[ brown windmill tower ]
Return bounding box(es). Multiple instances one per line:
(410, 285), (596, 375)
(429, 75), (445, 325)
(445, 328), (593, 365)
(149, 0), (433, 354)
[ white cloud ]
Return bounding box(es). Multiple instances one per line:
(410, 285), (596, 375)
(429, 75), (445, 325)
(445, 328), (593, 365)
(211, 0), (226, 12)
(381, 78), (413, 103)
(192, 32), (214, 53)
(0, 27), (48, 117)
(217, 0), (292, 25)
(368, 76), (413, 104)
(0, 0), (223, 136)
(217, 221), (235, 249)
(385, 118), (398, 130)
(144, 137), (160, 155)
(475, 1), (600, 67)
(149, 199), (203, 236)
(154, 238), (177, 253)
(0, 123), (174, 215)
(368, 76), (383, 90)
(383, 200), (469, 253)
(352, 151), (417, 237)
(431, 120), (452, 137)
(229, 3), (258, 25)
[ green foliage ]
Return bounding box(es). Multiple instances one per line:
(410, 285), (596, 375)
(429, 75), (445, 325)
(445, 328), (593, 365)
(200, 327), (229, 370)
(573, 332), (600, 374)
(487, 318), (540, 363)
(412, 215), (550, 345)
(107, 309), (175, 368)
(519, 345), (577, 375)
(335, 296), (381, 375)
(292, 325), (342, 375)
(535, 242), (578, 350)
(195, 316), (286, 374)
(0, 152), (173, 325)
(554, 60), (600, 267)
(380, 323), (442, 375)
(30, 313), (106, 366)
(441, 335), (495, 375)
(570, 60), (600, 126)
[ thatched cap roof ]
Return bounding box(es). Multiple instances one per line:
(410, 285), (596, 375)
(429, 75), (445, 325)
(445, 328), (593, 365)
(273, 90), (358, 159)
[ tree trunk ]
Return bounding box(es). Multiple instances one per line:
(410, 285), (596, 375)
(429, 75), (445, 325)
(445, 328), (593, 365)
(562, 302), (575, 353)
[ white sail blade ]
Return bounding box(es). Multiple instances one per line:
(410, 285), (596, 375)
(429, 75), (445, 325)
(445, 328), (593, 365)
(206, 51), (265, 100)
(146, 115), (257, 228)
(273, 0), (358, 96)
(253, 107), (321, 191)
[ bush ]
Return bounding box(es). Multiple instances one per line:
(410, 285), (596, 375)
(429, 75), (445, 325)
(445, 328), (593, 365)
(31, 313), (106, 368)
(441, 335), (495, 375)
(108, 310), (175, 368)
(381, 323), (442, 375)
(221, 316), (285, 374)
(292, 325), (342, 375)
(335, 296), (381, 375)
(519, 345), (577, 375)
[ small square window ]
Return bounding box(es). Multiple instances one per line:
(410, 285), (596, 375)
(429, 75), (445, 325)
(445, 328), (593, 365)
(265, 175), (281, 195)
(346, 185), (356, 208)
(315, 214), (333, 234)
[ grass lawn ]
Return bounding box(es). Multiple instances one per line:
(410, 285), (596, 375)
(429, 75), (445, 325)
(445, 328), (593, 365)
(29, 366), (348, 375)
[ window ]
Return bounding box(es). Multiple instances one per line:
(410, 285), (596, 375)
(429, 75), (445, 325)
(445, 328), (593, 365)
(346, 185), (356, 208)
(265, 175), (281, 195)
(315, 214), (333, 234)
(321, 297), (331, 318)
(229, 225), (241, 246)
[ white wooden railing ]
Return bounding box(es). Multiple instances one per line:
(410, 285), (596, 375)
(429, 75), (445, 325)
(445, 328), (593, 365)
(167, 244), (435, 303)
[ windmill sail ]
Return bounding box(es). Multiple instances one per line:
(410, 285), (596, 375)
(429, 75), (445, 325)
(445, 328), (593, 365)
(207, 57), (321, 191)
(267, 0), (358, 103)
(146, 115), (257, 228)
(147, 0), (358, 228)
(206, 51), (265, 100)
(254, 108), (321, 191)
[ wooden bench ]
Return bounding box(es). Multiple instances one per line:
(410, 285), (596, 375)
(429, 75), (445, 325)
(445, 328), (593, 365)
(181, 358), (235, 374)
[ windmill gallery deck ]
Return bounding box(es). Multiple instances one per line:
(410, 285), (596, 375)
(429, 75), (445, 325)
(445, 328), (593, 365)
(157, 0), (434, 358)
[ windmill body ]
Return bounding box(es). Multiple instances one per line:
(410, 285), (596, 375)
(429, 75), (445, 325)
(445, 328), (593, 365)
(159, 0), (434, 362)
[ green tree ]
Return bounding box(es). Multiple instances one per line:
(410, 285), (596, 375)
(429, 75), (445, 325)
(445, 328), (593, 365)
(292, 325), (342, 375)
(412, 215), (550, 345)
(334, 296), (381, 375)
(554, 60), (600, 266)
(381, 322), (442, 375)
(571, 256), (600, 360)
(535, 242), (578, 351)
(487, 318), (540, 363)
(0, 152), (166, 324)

- [Written task]: Put every line of all the entries above into a numbered list, leaving out any blank lines.

- [Result]:
1. [ brown windmill tower ]
2. Return bounding box(es). Multiple instances one per line:
3. (410, 285), (596, 375)
4. (429, 75), (445, 325)
5. (445, 328), (593, 365)
6. (149, 0), (433, 354)
7. [ white cloud ]
8. Return bounding box(es). Multiple instances one per line:
9. (410, 285), (596, 375)
10. (429, 75), (445, 325)
11. (445, 328), (593, 365)
12. (211, 0), (226, 12)
13. (381, 78), (413, 103)
14. (192, 32), (214, 53)
15. (0, 27), (48, 117)
16. (217, 0), (292, 25)
17. (368, 76), (413, 104)
18. (0, 0), (223, 136)
19. (217, 221), (235, 249)
20. (385, 118), (398, 130)
21. (144, 137), (160, 155)
22. (475, 1), (600, 67)
23. (149, 199), (203, 236)
24. (154, 238), (177, 253)
25. (0, 123), (174, 215)
26. (368, 76), (383, 90)
27. (383, 200), (469, 253)
28. (352, 151), (417, 237)
29. (431, 120), (452, 137)
30. (229, 3), (258, 25)
31. [ green foliage ]
32. Return bounding box(es). Multiple instances one per line:
33. (410, 285), (596, 375)
34. (429, 75), (445, 325)
35. (445, 328), (593, 365)
36. (200, 327), (229, 370)
37. (573, 332), (600, 374)
38. (487, 318), (540, 363)
39. (412, 215), (550, 345)
40. (107, 309), (175, 368)
41. (519, 345), (577, 375)
42. (335, 296), (381, 375)
43. (292, 325), (342, 375)
44. (535, 242), (578, 350)
45. (195, 316), (286, 374)
46. (0, 152), (173, 325)
47. (554, 60), (600, 267)
48. (380, 323), (442, 375)
49. (30, 313), (106, 366)
50. (441, 335), (495, 375)
51. (570, 60), (600, 126)
52. [ thatched cap roof ]
53. Return bounding box(es). Multiple instances one per line:
54. (410, 285), (596, 375)
55. (429, 75), (445, 325)
56. (445, 328), (593, 365)
57. (273, 90), (358, 159)
58. [ tree trunk ]
59. Return bounding box(es). Multiple instances one per line:
60. (410, 285), (596, 375)
61. (429, 75), (445, 325)
62. (445, 328), (593, 365)
63. (562, 302), (575, 353)
64. [ white sail blade ]
65. Return bounding box(es). Multiple instances one per line:
66. (410, 285), (596, 375)
67. (429, 75), (445, 325)
68. (445, 328), (593, 365)
69. (206, 51), (265, 100)
70. (146, 115), (257, 228)
71. (273, 0), (358, 96)
72. (253, 107), (321, 191)
73. [ bush ]
74. Return bounding box(es). Multiple instances one per line:
75. (410, 285), (596, 375)
76. (429, 75), (445, 325)
77. (445, 328), (593, 365)
78. (31, 313), (106, 368)
79. (441, 335), (495, 375)
80. (108, 310), (175, 368)
81. (381, 323), (442, 375)
82. (221, 316), (285, 374)
83. (292, 325), (342, 375)
84. (335, 296), (381, 375)
85. (519, 345), (577, 375)
86. [ small square window ]
87. Return bounding box(es). Multiple instances one per line:
88. (410, 285), (596, 375)
89. (429, 75), (445, 325)
90. (445, 328), (593, 365)
91. (265, 175), (281, 195)
92. (346, 185), (356, 208)
93. (315, 214), (333, 234)
94. [ grass lawn ]
95. Return bounding box(es). Multiple instances one per line:
96. (410, 285), (596, 375)
97. (429, 75), (445, 325)
98. (445, 328), (593, 365)
99. (29, 366), (348, 375)
100. [ window ]
101. Return bounding box(es). Multiple instances one per line:
102. (410, 285), (596, 375)
103. (429, 75), (445, 325)
104. (445, 328), (593, 365)
105. (346, 185), (356, 208)
106. (265, 175), (281, 195)
107. (315, 214), (333, 234)
108. (321, 297), (331, 318)
109. (229, 225), (241, 246)
110. [ white wooden railing ]
111. Return bounding box(es). Multiple instances one per line:
112. (410, 285), (596, 375)
113. (429, 75), (445, 325)
114. (445, 328), (593, 365)
115. (167, 244), (435, 303)
116. [ windmill sail ]
117. Return bounding box(es). Multiple instances one per line:
118. (410, 285), (596, 375)
119. (429, 75), (445, 325)
120. (445, 328), (593, 365)
121. (207, 57), (321, 191)
122. (267, 0), (358, 103)
123. (146, 115), (257, 228)
124. (147, 0), (358, 228)
125. (206, 51), (265, 100)
126. (254, 108), (321, 191)
127. [ wooden bench ]
128. Return bounding box(es). Multiple instances one per line:
129. (410, 285), (596, 375)
130. (429, 75), (445, 325)
131. (445, 328), (593, 365)
132. (181, 358), (235, 374)
133. [ windmill gallery deck ]
134. Return bounding box(es). Multiple instances one per line:
135. (410, 285), (596, 375)
136. (429, 75), (445, 325)
137. (445, 328), (593, 365)
138. (157, 0), (434, 358)
139. [ windmill body ]
140. Return bounding box(es). Multiple instances one per line:
141. (410, 285), (596, 375)
142. (429, 75), (445, 325)
143. (445, 328), (593, 365)
144. (159, 0), (434, 362)
145. [ green tree ]
146. Return bounding box(es). Multiple instances one per line:
147. (410, 285), (596, 375)
148. (429, 75), (445, 325)
149. (445, 328), (593, 365)
150. (292, 325), (342, 375)
151. (412, 215), (550, 345)
152. (334, 296), (381, 375)
153. (554, 60), (600, 266)
154. (381, 322), (442, 375)
155. (571, 256), (600, 360)
156. (535, 242), (578, 351)
157. (487, 318), (540, 363)
158. (0, 152), (166, 324)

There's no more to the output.